(Extracted data entries)
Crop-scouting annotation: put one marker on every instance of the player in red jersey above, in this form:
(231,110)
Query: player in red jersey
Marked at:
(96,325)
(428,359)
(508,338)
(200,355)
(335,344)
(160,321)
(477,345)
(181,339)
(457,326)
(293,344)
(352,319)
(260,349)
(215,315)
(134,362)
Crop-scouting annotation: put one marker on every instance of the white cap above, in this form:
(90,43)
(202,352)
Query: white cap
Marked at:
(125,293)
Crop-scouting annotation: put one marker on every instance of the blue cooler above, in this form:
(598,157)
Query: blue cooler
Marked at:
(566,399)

* **Goal**
Copy out exactly the lines from the line with "of the white" to the end of the listing, including both of those lines, and give nothing else.

* **Response to the task**
Crop-scouting annotation: put one marker on every instance of the white cap above, in this form:
(90,43)
(202,352)
Query: white cap
Marked at:
(125,293)
Crop-scouting annotation: put one marker on every instance of the blue cooler above, in this form:
(598,157)
Query: blue cooler
Marked at:
(566,399)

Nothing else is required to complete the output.